* **INSTRUCTIONS**:
[A] Reproduce verbatim the part of the records that begins with the line containing "Can you find the grass?" and ends with the line containing "<point>18,118</point>", both included.
[B] Write the next part of the piece on job satisfaction, money and happiness, picking up after its final sentence.

* **TEXT EXTRACT**:

>> START

The Secret to Joy: Not a Fancy Career
All but four of the top -20 happiness-producing jobs bring in under $100,000.
SURPRISE, money doesn’t buy happiness. The career site Glassdoor.com recently released its latest job-satisfaction survey, and all but four of the top-20 happiness-producing lines of work bring in less than $100,000 a year on average. Lawyer, doctor and investment banker are absent from the list. In our work- and status-obsessed society, that’s a revelation. Somewhere along the way, we Americans decided that work should bring us bliss, not just provide us with the cash needed to purchase shelter and food. We have tied work closely to our overall life satisfaction — indeed, to our very identities. It isn’t surprising, then, that our jobs are letting us down. It isn’t just our own jobs, either. We’re preoccupied with how much money other people are making. The Bernie Sanders and Alexandria Ocasio-Cortez platforms depend on voters caring very much about the salaries of those around them.
But there is a wealth of evidence, dating back at least to, well, the Bible, that earnings don’t produce happiness. You can rage against the billionaire’s money, but you may be happier than he is.

>> END

* **Excerpt from a dataset**:
>> START

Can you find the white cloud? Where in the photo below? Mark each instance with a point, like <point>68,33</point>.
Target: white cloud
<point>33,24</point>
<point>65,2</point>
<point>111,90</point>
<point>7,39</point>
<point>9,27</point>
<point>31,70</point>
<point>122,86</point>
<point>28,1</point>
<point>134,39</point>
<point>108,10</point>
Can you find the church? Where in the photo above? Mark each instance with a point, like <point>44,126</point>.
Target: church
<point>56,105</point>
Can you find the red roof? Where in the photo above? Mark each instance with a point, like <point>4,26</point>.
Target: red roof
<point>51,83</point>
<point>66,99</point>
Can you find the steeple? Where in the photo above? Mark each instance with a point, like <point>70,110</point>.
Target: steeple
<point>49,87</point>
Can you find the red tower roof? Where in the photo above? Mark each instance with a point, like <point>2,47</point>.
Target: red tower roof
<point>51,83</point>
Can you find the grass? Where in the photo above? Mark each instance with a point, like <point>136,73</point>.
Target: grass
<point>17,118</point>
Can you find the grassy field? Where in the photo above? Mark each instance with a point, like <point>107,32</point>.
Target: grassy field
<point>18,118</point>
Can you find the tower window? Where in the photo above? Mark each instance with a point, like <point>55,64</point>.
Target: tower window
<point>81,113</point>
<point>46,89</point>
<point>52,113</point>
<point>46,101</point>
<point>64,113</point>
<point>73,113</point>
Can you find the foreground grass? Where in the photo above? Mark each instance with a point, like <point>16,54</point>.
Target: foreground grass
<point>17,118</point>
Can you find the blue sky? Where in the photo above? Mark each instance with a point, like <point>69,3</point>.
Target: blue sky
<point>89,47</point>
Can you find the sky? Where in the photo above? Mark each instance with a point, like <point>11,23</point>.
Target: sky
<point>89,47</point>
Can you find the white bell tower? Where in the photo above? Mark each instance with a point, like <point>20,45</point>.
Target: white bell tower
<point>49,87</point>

>> END

* **REPLIES**:
[A]
Can you find the grass? Where in the photo above? Mark each instance with a point, like <point>136,73</point>.
Target: grass
<point>17,118</point>
Can you find the grassy field? Where in the photo above? Mark each instance with a point, like <point>107,32</point>.
Target: grassy field
<point>18,118</point>

[B]
Most people can’t choose to be idle, but we should all recall that work is supposed to be something we do until we get to go home. Sure, it’s possible to love your career and find fulfillment in it. But we have turned work into our source of ultimate meaning. “What do you do?” can yield the response “lawyer.” But if “lawyer” is also the answer to “who are you?,” there’s a problem.
“The New Midlife Crisis,” a 2017 essay on Oprah’s Web site about Gen-X women and their malaises, still makes the rounds on social media because it resonates with women. One subject especially, a
41-year-old woman who daydreams on her boring work conference call about quitting her job and becoming a cheesemaker, gets highlighted frequently in mom groups.
“And then, I spend the rest of the conference call thinking up names for my imaginary cheese truck: Hmm, some pun on a wheel? Fromage on a Wheel?”
But work is boring. And there’s no guarantee that Fromage on a Wheel will be less so. By all means, go pursue your cheese dreams. But the reality of it will be more paperwork and tedium and less snacking on goat’s-milk cheddar. We treat work as a sort of fantasy, and unfortunately the reality never matches up.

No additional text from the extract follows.